◆ **EXTRAIT DU TEXTE**
------------------------------

Un départ antidémocratique. Dès les prémices de l'indépendance, Daoudi pointe un mauvais départ dans la construction nationale avec le coup d'État militaire de 1962. En s'emparant du pouvoir par la force sans consulter démocratiquement la volonté populaire, ce mode opératoire a semé les graines d'une nouvelle caste dominatrice, méprisant les capacités du peuple, pourtant démontrées lors du référendum d'autodétermination. 

Ce déni de la souveraineté populaire détonna d'emblée avec l'idéal de liberté porté par le combat pour l'indépendance. Ce déni accoucha d'un système qui, sous des prétextes « révolutionnaires », privilégia une allégeance aveugle, plutôt que la compétence et l'éthique citoyenne. Une hydre bureaucratique avide de privilèges prit racine, perpétuant un déni de justice (hogra) illustré par le mépris des simples fonctionnaires envers la population.

------------------------------

◆ **ENREGISTREMENTS**

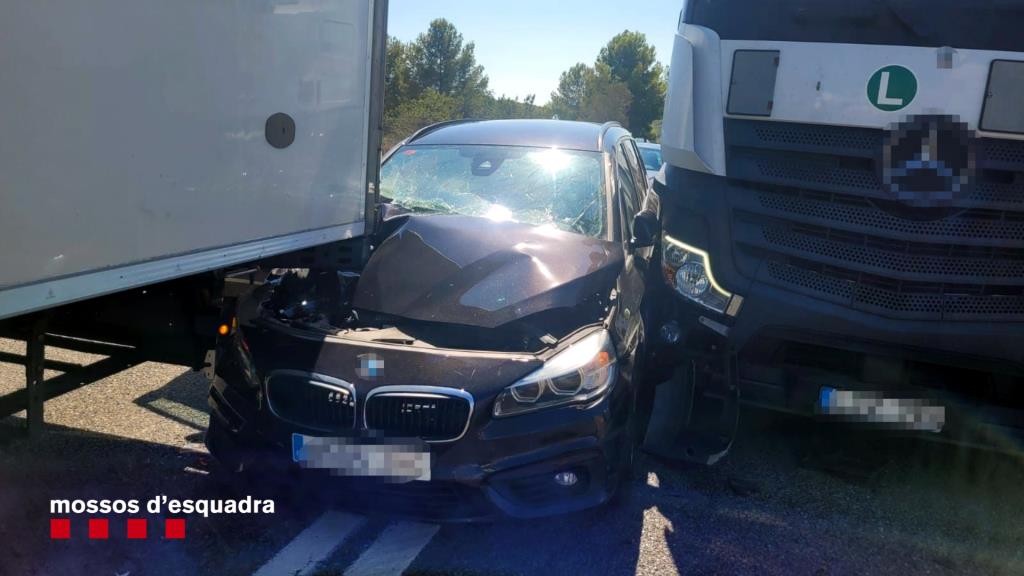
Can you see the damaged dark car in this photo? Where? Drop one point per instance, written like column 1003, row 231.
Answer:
column 487, row 359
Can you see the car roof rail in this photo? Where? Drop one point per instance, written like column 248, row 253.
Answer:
column 604, row 130
column 434, row 127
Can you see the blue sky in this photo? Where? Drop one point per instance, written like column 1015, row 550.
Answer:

------------------------------

◆ **CONSIGNES**
(a) D'après l'extrait sur les débuts de l'indépendance, pourquoi le coup d'État militaire de 1962 constitue-t-il un mauvais départ ? Répondez en une à trois phrases.
(b) Recopiez les enregistrements en remplaçant « photo » par « image », sans rien modifier d'autre et sans reprendre les images.
Le texte et les enregistrements n'ont aucun rapport entre eux.

◆ **CORRIGÉS**
(a) Le pouvoir a été pris par la force, sans consultation démocratique de la volonté populaire. Ce mode opératoire a semé les graines d'une nouvelle caste dominatrice. Cette caste méprisait les capacités du peuple, pourtant démontrées lors du référendum d'autodétermination.

(b)
Can you see the damaged dark car in this image? Where? Drop one point per instance, written like column 1003, row 231.
Answer:
column 487, row 359
Can you see the car roof rail in this image? Where? Drop one point per instance, written like column 248, row 253.
Answer:
column 604, row 130
column 434, row 127
Can you see the blue sky in this image? Where? Drop one point per instance, written like column 1015, row 550.
Answer:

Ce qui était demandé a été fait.